**Exercise details:** In duplicating the lines below, keep every word unchanged and drop the pictures.

**Data supplied:**

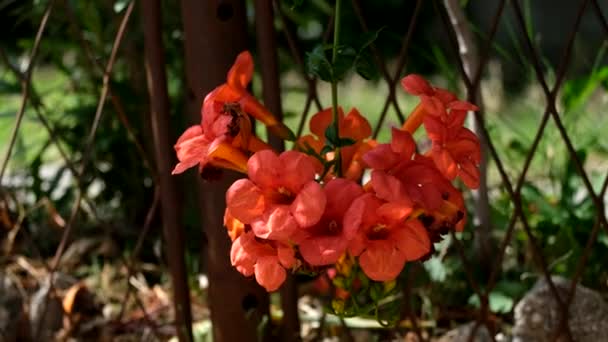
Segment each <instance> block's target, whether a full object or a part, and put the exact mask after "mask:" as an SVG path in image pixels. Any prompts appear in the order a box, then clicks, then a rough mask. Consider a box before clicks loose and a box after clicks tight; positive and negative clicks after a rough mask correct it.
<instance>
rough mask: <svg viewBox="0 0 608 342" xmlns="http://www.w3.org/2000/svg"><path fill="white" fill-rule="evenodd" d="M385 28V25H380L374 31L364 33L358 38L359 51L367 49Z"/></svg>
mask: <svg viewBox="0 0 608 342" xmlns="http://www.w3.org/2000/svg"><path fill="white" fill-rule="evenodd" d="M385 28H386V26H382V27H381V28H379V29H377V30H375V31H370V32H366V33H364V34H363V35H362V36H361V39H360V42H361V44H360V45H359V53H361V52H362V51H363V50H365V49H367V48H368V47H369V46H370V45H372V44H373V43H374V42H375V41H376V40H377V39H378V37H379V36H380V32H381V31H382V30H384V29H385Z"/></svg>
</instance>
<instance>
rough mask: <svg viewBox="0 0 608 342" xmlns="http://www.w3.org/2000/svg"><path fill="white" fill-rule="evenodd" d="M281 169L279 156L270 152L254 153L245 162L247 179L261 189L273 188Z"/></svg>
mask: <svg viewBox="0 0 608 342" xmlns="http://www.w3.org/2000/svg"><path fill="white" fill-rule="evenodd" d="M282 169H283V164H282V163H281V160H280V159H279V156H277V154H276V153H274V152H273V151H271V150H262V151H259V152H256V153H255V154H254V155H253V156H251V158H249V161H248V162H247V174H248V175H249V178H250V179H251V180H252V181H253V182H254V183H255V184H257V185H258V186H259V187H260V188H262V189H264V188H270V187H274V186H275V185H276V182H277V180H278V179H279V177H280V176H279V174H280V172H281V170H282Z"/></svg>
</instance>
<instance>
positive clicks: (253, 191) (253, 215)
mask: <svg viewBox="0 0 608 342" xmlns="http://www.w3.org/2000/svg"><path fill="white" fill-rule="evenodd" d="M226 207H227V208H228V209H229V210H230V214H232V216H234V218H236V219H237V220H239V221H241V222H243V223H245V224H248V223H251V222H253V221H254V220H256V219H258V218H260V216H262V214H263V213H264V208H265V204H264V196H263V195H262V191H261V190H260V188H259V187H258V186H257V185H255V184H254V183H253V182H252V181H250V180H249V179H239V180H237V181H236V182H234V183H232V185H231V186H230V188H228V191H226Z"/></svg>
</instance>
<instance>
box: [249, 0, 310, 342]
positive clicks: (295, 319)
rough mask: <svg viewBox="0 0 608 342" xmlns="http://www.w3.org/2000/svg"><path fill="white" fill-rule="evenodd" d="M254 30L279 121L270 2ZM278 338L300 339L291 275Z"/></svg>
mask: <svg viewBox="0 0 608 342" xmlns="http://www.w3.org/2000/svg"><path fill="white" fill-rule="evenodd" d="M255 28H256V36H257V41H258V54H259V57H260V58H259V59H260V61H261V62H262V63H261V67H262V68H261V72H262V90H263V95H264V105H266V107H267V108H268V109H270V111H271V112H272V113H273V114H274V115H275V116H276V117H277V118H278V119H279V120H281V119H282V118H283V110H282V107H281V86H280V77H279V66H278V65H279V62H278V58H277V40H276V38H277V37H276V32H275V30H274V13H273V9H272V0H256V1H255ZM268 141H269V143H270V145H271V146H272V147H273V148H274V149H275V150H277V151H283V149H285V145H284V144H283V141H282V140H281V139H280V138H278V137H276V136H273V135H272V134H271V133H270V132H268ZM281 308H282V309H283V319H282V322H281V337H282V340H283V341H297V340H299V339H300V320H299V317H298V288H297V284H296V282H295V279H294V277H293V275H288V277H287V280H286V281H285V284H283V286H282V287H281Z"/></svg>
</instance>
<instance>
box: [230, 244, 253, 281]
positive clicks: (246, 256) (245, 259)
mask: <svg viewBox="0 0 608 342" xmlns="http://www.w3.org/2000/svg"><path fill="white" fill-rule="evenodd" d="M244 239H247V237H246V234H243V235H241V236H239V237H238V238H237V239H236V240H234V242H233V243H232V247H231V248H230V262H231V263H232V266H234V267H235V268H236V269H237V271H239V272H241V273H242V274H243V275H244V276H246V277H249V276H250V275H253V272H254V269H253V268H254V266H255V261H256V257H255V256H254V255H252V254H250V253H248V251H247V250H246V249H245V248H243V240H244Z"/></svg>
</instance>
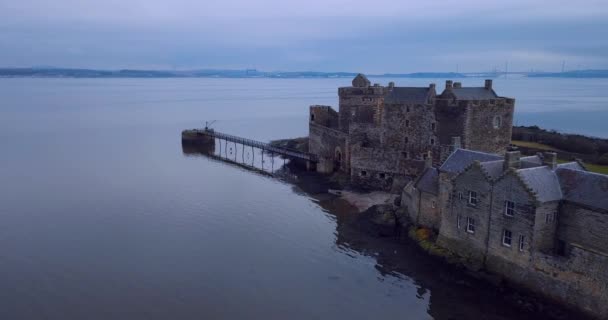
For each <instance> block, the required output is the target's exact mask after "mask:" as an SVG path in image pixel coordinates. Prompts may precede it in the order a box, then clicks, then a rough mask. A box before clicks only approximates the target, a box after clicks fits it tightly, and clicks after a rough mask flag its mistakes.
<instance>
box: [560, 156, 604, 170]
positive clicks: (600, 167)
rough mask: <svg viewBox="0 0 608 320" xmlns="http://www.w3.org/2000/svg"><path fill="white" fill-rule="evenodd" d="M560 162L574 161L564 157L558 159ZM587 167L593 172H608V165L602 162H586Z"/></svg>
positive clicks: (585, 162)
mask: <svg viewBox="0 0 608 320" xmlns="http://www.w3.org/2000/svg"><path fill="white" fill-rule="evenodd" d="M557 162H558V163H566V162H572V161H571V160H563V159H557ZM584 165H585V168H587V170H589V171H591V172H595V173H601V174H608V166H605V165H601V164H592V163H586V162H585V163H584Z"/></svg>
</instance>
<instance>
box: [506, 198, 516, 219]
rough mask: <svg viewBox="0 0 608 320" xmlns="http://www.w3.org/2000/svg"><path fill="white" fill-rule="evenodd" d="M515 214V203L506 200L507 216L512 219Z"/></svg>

**Reply:**
Segment each <instance> block's target, whether a full object or a part, and put the exact mask after "mask:" as an SVG path in image pixels. Any prompts appear in the order a box, then clicks, then a rough mask. Consider a box before clicks loose and a box after clicks tight; positive and negative clicks after a rough mask correct it.
<instance>
rough mask: <svg viewBox="0 0 608 342" xmlns="http://www.w3.org/2000/svg"><path fill="white" fill-rule="evenodd" d="M385 28V25H380L374 31L364 33L358 38L359 51L367 49Z"/></svg>
mask: <svg viewBox="0 0 608 342" xmlns="http://www.w3.org/2000/svg"><path fill="white" fill-rule="evenodd" d="M385 28H386V26H382V27H381V28H379V29H377V30H375V31H370V32H366V33H364V34H363V35H362V36H361V39H360V42H361V44H360V45H359V53H361V52H362V51H363V50H365V49H367V48H368V47H369V46H370V45H372V44H373V43H374V42H375V41H376V40H377V39H378V37H379V36H380V32H381V31H382V30H384V29H385Z"/></svg>
</instance>
<instance>
rough mask: <svg viewBox="0 0 608 342" xmlns="http://www.w3.org/2000/svg"><path fill="white" fill-rule="evenodd" d="M281 169L279 156L270 152L254 153L245 162L247 179L261 189L273 188Z"/></svg>
mask: <svg viewBox="0 0 608 342" xmlns="http://www.w3.org/2000/svg"><path fill="white" fill-rule="evenodd" d="M282 169H283V164H282V163H281V160H280V159H279V156H277V154H276V153H274V152H273V151H271V150H262V151H259V152H256V153H255V154H254V155H253V156H251V158H249V161H248V162H247V174H248V175H249V178H250V179H251V180H252V181H253V182H254V183H255V184H257V185H258V186H259V187H260V188H262V189H264V188H270V187H274V186H275V185H276V182H277V180H278V179H279V177H280V176H279V174H280V172H281V170H282Z"/></svg>
</instance>
<instance>
positive clicks: (253, 191) (253, 215)
mask: <svg viewBox="0 0 608 342" xmlns="http://www.w3.org/2000/svg"><path fill="white" fill-rule="evenodd" d="M226 207H227V208H228V209H229V210H230V214H232V216H234V218H236V219H237V220H239V221H241V222H243V223H245V224H248V223H251V222H253V221H254V220H256V219H258V218H260V216H262V214H263V213H264V208H265V204H264V196H263V195H262V191H261V190H260V188H259V187H258V186H257V185H255V184H254V183H253V182H252V181H250V180H249V179H239V180H237V181H236V182H234V183H232V185H231V186H230V188H228V191H226Z"/></svg>
</instance>
<instance>
box: [249, 0, 310, 342]
positive clicks: (295, 319)
rough mask: <svg viewBox="0 0 608 342" xmlns="http://www.w3.org/2000/svg"><path fill="white" fill-rule="evenodd" d="M254 30L279 121L270 2ZM278 338L300 339L291 275Z"/></svg>
mask: <svg viewBox="0 0 608 342" xmlns="http://www.w3.org/2000/svg"><path fill="white" fill-rule="evenodd" d="M255 28H256V36H257V41H258V54H259V57H260V58H259V59H260V61H261V62H262V63H261V67H262V68H261V72H262V90H263V95H264V105H266V107H267V108H268V109H270V111H271V112H272V113H273V114H274V115H275V116H276V117H277V118H278V119H279V120H281V119H282V118H283V110H282V107H281V86H280V77H279V66H278V65H279V62H278V58H277V40H276V38H277V37H276V32H275V30H274V13H273V9H272V0H256V1H255ZM268 141H269V143H270V145H271V146H272V147H273V148H274V149H275V150H277V151H283V149H285V145H284V144H283V141H282V140H281V139H280V138H278V137H276V136H273V135H272V134H271V133H270V132H268ZM281 308H282V309H283V319H282V322H281V337H282V340H283V341H297V340H299V339H300V320H299V317H298V288H297V284H296V282H295V279H294V277H293V275H288V277H287V280H286V281H285V284H283V286H282V287H281Z"/></svg>
</instance>
<instance>
box: [230, 244, 253, 281]
positive clicks: (246, 256) (245, 259)
mask: <svg viewBox="0 0 608 342" xmlns="http://www.w3.org/2000/svg"><path fill="white" fill-rule="evenodd" d="M244 239H247V237H246V234H243V235H241V236H239V237H238V238H237V239H236V240H234V242H233V243H232V247H231V248H230V262H231V263H232V266H234V267H235V268H236V269H237V271H239V272H241V273H242V274H243V275H244V276H246V277H249V276H250V275H253V272H254V269H253V268H254V266H255V261H256V257H255V256H254V255H252V254H250V253H248V251H247V250H246V249H245V248H243V240H244Z"/></svg>
</instance>
For each <instance> block, the required output is the target's exact mask after "mask:" as an SVG path in image pixel coordinates. Prompts may precede it in the order a box, then clicks, then a rough mask. A box before clicks only approximates the target, a box after clicks fits it tightly, and clicks after a rough mask flag its mistakes.
<instance>
box: [560, 156, 604, 170]
positive clicks: (600, 167)
rough mask: <svg viewBox="0 0 608 320" xmlns="http://www.w3.org/2000/svg"><path fill="white" fill-rule="evenodd" d="M560 162L574 161L564 157L558 159ZM587 167L593 172H608V165L602 162H586Z"/></svg>
positive clicks: (585, 162)
mask: <svg viewBox="0 0 608 320" xmlns="http://www.w3.org/2000/svg"><path fill="white" fill-rule="evenodd" d="M557 162H558V163H566V162H572V161H571V160H563V159H557ZM584 165H585V168H587V170H589V171H591V172H595V173H601V174H608V166H605V165H601V164H592V163H586V162H585V163H584Z"/></svg>
</instance>
<instance>
box: [506, 198, 516, 219]
rough mask: <svg viewBox="0 0 608 320" xmlns="http://www.w3.org/2000/svg"><path fill="white" fill-rule="evenodd" d="M515 214V203L506 200L507 216L512 219Z"/></svg>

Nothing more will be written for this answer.